#### RECORDS SHOWN ####

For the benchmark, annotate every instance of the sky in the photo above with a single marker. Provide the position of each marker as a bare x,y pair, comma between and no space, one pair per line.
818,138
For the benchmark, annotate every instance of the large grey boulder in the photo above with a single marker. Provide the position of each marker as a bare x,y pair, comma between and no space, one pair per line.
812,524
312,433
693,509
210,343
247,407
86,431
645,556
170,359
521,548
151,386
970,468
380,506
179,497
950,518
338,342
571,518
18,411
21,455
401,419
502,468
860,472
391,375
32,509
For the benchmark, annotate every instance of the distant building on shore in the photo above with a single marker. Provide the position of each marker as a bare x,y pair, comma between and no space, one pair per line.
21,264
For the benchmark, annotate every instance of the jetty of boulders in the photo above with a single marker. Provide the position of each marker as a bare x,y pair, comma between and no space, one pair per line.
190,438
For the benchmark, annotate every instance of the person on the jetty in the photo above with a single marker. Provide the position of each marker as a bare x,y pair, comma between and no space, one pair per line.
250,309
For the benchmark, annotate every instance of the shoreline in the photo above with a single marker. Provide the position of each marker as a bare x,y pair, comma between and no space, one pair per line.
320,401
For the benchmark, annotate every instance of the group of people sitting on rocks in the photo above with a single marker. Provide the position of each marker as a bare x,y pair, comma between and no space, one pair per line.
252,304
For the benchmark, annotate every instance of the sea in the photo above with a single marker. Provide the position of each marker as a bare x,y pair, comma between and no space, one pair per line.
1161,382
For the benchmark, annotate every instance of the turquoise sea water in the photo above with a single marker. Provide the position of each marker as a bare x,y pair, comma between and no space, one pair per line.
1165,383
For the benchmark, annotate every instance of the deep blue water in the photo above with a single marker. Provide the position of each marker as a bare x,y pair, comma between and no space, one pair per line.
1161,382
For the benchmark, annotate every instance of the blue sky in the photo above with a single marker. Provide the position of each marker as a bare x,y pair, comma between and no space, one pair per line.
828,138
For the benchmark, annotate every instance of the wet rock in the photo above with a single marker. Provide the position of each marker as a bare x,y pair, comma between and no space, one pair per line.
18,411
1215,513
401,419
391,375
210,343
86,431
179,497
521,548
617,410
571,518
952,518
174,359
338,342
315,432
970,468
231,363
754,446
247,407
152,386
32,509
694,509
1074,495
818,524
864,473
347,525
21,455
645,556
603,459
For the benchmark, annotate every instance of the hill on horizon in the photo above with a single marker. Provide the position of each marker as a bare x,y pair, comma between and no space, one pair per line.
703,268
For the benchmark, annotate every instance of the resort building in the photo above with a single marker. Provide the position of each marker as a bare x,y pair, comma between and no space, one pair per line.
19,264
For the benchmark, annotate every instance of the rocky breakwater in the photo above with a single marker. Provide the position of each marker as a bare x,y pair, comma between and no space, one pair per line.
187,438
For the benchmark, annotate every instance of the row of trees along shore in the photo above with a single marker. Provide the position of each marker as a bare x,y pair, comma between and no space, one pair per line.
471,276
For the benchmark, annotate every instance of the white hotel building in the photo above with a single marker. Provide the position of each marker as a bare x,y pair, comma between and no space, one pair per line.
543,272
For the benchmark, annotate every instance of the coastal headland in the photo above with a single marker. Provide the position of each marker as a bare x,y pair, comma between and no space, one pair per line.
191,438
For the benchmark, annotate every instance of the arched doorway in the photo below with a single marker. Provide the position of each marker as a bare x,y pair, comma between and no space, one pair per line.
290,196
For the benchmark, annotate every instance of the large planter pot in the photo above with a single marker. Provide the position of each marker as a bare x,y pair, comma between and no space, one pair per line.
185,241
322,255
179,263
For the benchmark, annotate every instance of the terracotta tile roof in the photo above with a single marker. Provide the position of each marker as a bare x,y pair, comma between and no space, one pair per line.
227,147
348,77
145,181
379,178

####

Rescale everything from the line containing "For the benchmark, annotate every instance of the terracotta" down to the end of the records. Repeat those lines in full, including the request, and multiply each marker coordinate by 1.7, rounding to the nearest whole number with halves going up.

For the benchmark, annotate every instance of the terracotta tile roof in the photo above with a single marker. Provide the position of each marker as a bare x,y pair, comma between and no space, one pair per line.
386,250
592,131
247,308
644,303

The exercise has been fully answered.